### Provided records
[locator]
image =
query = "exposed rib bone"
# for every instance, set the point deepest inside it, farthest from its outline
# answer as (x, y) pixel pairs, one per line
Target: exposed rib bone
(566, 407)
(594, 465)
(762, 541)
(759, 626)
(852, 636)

### To be done
Update the records by replacing every "exposed rib bone" with "visible rib bone" and leaving everything else as it is.

### Solution
[locator]
image =
query = "visible rib bone"
# for every instance, set the point deepest inside it, farthest from its outline
# answer as (x, y) pixel pairs, one per line
Target: visible rib bone
(566, 407)
(594, 465)
(762, 541)
(759, 626)
(852, 636)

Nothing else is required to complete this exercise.